------ Text segment

Uh, yes it definitely does, says a counselor who boasts two decades of experience treating people for sexually compulsive behavior.

Carried out by Dr. David Ley, an Albuquerque-based clinical psychologist, the study finds that what has popularly been labeled pornography addiction in fact “fails to meet standards of addiction” — and that immoderate porn consumption doesn’t cause erectile dysfunction or other negative side effects. Ley points out the positive impacts of porn, including its use as a safe outlet for otherwise illegal sexual activity and a reported decrease in sex offenses.

“Since a large, lucrative industry has promised treatments for pornography addiction despite this poor evidence, scientific psychologists are called to declare the emperor (treatment industry) has no clothes (supporting evidence),” Ley and his team write in the study’s abstract.

At least one member of that industry, lucrative or not, is baffled by the claims.

“I’ve been treating people for 21 years for sex and porn addiction,” George N. Collins, a California-based counselor who has authored two books on the subject, told Newsweek. “I’ve watched people lose their homes, their wives, their jobs. The addiction to porn and sexual practices now with the Internet is like crack cocaine.”

Collins said he’s lived the addiction. “I lost two wives over the problem,” he said, and at one point he was so desperate that he tried to kill himself by taking 200 Xanax pills.

So maybe the scuffle comes down to mere semantics. “Whether it’s addictive or not isn’t the issue,” argued Dr. Kevin B. Skinner, a marriage and family therapist who has his own book on treating porn addiction. “It's what it's doing to the mental health and the relationships of the people that are viewing it daily. Those are the questions I would prefer we be addressing.”

Skinner cited a self-administered study that found people who view porn daily are more likely to be depressed.

But for Collins, the study at hand still does more harm than good.

“I just wish David [Ley] would come and work with me for a week. He would leave in tears!” he said. “It makes me sorry to talk to him because it’s like he’s in another world, it’s like he’s on Mars or something.”

------------
------ Provided data

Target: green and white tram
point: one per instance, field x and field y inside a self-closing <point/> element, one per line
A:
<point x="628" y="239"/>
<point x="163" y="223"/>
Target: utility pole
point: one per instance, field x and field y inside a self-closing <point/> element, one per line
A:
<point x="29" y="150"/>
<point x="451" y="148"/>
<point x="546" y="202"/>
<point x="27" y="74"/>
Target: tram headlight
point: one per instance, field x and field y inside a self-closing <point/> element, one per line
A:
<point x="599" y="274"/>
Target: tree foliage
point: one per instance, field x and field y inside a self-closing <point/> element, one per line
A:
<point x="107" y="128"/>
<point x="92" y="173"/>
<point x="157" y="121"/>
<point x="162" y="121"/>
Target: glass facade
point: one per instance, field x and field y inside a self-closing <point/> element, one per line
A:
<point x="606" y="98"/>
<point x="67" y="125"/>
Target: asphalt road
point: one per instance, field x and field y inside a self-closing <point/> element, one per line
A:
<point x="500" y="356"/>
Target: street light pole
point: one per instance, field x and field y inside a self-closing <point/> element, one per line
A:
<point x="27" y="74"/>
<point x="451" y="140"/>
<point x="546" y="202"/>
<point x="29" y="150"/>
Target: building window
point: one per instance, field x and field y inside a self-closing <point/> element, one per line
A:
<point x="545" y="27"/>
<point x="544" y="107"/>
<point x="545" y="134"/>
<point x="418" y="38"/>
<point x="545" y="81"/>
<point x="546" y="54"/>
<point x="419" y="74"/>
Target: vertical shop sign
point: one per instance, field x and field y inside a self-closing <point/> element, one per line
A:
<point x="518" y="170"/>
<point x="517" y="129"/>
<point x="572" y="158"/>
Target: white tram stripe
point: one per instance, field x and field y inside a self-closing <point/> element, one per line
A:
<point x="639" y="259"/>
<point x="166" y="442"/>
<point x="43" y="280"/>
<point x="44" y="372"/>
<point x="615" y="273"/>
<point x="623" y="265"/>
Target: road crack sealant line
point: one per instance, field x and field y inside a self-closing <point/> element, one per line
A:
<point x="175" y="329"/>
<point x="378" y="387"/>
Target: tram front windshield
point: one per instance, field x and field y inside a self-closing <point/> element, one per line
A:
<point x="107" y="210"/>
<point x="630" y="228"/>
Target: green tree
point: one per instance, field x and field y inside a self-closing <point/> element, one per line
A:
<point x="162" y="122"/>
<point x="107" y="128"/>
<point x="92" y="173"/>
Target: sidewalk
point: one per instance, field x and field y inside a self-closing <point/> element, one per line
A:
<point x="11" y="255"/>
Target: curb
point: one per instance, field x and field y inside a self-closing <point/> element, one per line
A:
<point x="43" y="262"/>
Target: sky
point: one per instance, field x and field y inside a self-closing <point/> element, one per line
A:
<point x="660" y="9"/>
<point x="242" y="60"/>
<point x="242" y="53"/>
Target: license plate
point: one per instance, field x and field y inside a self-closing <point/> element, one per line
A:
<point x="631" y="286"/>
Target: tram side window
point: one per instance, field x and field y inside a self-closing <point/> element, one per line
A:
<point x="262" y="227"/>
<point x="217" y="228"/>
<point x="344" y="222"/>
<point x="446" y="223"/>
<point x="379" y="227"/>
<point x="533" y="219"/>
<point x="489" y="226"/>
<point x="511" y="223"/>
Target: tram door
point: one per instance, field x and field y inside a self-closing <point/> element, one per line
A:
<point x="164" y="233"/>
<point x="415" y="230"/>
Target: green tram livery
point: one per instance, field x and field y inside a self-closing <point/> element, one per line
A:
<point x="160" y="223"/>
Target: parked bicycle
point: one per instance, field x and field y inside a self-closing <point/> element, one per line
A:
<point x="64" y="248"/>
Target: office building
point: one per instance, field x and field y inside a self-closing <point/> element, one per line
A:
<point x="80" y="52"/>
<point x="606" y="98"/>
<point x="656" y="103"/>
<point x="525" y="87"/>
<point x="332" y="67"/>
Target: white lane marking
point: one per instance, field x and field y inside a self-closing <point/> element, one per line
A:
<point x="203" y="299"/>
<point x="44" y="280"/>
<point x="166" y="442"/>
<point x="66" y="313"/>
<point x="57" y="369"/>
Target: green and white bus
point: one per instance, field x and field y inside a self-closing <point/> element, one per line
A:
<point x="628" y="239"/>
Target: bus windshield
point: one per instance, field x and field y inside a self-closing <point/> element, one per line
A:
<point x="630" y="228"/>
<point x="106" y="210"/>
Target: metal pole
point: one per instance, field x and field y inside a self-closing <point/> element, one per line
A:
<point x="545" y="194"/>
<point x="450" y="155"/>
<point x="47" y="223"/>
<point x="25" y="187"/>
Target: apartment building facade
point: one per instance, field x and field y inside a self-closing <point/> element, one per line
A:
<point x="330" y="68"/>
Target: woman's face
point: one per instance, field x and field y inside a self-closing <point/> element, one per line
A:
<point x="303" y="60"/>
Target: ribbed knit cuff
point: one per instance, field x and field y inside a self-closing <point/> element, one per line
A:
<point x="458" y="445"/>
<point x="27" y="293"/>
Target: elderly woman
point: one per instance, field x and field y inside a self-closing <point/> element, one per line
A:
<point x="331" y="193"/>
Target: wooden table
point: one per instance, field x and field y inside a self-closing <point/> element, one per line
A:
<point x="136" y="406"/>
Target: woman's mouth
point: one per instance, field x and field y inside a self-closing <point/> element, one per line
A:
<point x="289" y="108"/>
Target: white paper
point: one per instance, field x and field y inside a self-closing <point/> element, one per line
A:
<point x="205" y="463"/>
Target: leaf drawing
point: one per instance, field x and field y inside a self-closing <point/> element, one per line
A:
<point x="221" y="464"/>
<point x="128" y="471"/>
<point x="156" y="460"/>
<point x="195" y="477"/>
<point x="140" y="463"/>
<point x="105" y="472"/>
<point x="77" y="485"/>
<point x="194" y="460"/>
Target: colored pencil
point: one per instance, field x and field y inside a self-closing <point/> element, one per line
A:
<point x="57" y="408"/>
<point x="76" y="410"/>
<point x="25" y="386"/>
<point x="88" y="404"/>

------------

What this exercise asks:
1. Print the passage of the porn addiction article between "At least one" and "200 Xanax pills.", inclusive.
2. In the porn addiction article, how long has George N. Collins been treating people for sex and porn addiction?
The records have no connection to the text about pornography addiction.

Answer set:
1.
At least one member of that industry, lucrative or not, is baffled by the claims.

“I’ve been treating people for 21 years for sex and porn addiction,” George N. Collins, a California-based counselor who has authored two books on the subject, told Newsweek. “I’ve watched people lose their homes, their wives, their jobs. The addiction to porn and sexual practices now with the Internet is like crack cocaine.”

Collins said he’s lived the addiction. “I lost two wives over the problem,” he said, and at one point he was so desperate that he tried to kill himself by taking 200 Xanax pills.

2. 21 years.